Instructions for the task: Can you reproduce word for word the part of the photo contest thread below that begins at the words "I've been thinking" and stops after "decide the winner?"?

Selected excerpt:

══════════════════════════════

# Bimmerfest Photo Contest?



## Jon Shafer (Dec 15, 2001)

I've been contemplating something like this for a long time. So many things to consider, though. Categories: one or multiple? Other terms or conditons? Should we require it to be only applicable to images shot after the start of the contest, or can participants dig into their vaults for their contenders? How do we ensure legitimacy (i.e., that somebody hasn't just ripped off somebody else's photo)?

What do you think?


----------



## Cliff (Apr 19, 2002)

I've been thinking about the same thing, Jon.

I would say have the contest period last a calendar month. Announce a theme for the next month's contest by the first day of that month. One submission per person per month. Whoever posts the photo must be the photographer and should retain the copyright to the photo. Maybe have a group of judges narrow the field to a set of photos that could then be posted as a poll and let the community decide the winner?


----------



## jvr826 (Apr 22, 2002)

══════════════════════════════

Extracted data:
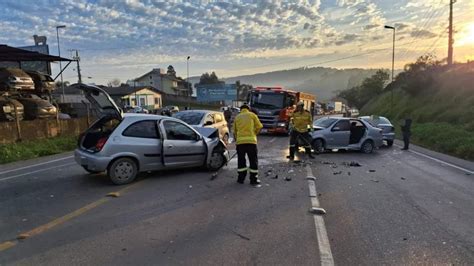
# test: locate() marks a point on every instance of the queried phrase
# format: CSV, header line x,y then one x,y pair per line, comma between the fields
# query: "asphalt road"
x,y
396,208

══════════════════════════════

Expected answer:
I've been thinking about the same thing, Jon.

I would say have the contest period last a calendar month. Announce a theme for the next month's contest by the first day of that month. One submission per person per month. Whoever posts the photo must be the photographer and should retain the copyright to the photo. Maybe have a group of judges narrow the field to a set of photos that could then be posted as a poll and let the community decide the winner?